_WHAT YOU NEED TO DO_
The answer must be a single number: how many lines of the entries below include "wooden".

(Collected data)

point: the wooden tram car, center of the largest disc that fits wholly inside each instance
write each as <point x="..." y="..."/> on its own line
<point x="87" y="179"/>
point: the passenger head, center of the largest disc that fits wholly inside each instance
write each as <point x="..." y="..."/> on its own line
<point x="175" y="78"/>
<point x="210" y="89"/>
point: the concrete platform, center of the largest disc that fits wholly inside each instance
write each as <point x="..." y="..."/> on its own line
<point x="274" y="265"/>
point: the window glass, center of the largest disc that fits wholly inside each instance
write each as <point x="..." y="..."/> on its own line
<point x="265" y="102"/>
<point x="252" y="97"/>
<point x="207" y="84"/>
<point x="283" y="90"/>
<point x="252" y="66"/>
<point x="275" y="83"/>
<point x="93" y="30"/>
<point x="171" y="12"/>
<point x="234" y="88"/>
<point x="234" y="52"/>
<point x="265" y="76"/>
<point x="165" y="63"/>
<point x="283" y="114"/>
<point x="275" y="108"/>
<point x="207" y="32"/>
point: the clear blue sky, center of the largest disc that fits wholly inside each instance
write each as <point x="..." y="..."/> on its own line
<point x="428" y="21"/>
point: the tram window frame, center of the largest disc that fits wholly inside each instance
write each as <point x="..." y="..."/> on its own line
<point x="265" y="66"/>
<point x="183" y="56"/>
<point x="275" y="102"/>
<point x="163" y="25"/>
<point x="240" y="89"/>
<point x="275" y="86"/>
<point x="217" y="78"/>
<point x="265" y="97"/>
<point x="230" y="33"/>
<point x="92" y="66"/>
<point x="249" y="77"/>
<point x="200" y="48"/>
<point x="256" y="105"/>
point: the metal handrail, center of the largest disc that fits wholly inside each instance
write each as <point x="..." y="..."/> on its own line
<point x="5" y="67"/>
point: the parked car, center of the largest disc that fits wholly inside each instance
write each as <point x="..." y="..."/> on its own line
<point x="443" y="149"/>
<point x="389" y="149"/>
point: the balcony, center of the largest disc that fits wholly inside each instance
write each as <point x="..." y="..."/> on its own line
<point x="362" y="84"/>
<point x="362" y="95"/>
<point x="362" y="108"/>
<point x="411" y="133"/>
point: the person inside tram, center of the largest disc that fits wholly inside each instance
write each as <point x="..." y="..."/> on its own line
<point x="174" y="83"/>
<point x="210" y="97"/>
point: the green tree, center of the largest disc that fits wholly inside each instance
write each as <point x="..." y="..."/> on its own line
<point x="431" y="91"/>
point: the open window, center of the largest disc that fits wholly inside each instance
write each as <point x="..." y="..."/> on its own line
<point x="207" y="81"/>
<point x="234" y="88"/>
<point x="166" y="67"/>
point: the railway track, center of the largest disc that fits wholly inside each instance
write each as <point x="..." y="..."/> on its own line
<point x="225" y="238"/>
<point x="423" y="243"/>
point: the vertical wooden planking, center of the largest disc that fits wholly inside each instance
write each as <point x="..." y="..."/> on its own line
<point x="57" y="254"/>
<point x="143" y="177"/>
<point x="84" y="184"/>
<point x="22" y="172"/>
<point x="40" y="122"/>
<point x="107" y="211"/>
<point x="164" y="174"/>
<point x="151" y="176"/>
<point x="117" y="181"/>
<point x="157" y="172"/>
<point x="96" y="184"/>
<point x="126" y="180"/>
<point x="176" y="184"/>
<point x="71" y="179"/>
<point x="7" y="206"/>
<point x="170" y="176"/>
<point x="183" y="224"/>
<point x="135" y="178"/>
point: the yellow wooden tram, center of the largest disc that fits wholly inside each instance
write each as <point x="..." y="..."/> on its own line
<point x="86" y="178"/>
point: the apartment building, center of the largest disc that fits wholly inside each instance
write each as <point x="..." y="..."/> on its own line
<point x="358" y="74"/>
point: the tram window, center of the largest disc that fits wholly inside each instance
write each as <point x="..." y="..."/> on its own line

_RESPONSE AREA_
3